# TASK BRIEF
Please write out the data below once more, exactly as it stands.

# # # # #

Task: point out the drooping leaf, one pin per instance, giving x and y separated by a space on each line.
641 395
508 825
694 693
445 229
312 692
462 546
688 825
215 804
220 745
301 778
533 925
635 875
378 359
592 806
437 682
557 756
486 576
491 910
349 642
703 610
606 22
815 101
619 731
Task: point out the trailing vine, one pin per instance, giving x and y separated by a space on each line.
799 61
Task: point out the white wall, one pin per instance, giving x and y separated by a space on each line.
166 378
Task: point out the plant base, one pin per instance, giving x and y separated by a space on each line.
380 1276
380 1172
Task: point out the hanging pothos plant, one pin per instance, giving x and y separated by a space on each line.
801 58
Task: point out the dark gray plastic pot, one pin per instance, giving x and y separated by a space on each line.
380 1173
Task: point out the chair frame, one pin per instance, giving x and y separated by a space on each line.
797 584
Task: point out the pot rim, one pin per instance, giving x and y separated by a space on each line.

# # # # #

# YOUR RESPONSE
Task: point out the drooping leaf, one pin per instance, giving x and y separated by a space on each line.
641 395
508 825
694 693
445 229
312 692
462 546
688 825
215 804
220 745
301 778
533 925
635 875
378 359
592 806
437 682
557 756
486 576
491 910
349 642
703 610
606 22
815 101
619 731
Task: point out the trailing vine, one pin per instance, giving x and y separated by a space on each line.
799 61
Task: point out the white wall, one pin per instance, giving x and y separated by a space on each line.
166 378
Task: point out the plant base, one pin per instance, giving x and y separated by a space on each line.
380 1276
380 1172
Task: point out the hanging pothos plant, one pin per instance, giving x and y separated by a space on each line.
801 58
Task: point out the dark gray plastic pot, one pin per instance, giving x and y separated by a space on each line.
380 1173
Task: point out the chair frame, one pin per instance, giving x and y separated by a space on each line.
797 584
Task: point out the pot rim, one pin per instance, giving x and y separated by a space on each line.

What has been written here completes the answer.